* Items *
============
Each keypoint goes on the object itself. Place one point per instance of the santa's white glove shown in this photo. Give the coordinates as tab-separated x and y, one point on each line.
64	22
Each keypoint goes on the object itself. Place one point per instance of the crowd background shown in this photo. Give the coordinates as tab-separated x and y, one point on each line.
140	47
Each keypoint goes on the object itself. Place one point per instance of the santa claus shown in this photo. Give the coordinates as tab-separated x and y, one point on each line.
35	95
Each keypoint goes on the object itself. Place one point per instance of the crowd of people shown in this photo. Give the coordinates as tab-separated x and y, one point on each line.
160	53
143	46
============
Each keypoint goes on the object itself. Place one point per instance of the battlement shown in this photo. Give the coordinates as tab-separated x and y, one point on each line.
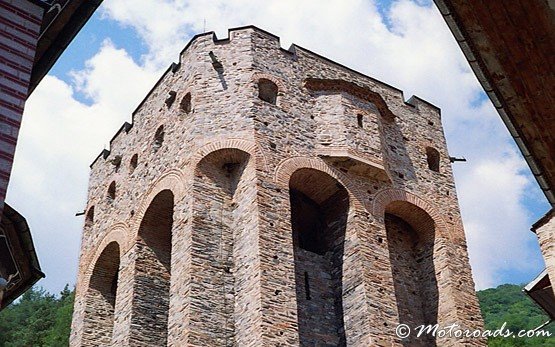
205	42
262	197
============
Count the lines in the data above that contain the word "crowd", treating case as significant, and give only the number.

2